Record set START
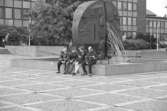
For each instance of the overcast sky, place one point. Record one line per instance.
(157, 6)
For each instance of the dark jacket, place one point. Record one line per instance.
(91, 57)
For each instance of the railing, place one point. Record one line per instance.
(114, 40)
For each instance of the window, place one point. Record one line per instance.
Record set END
Directions | Return the line that contains "For each instance of the dark" along with every line after it through the end of the entries, exactly, adding nothing.

Answer to the problem |
For each instance of the dark jacket, place one point. Record one line per instance.
(91, 57)
For each instance of the railing, place one point. Record one line per instance.
(114, 40)
For each instance of the window, place one point. Record one line per instance.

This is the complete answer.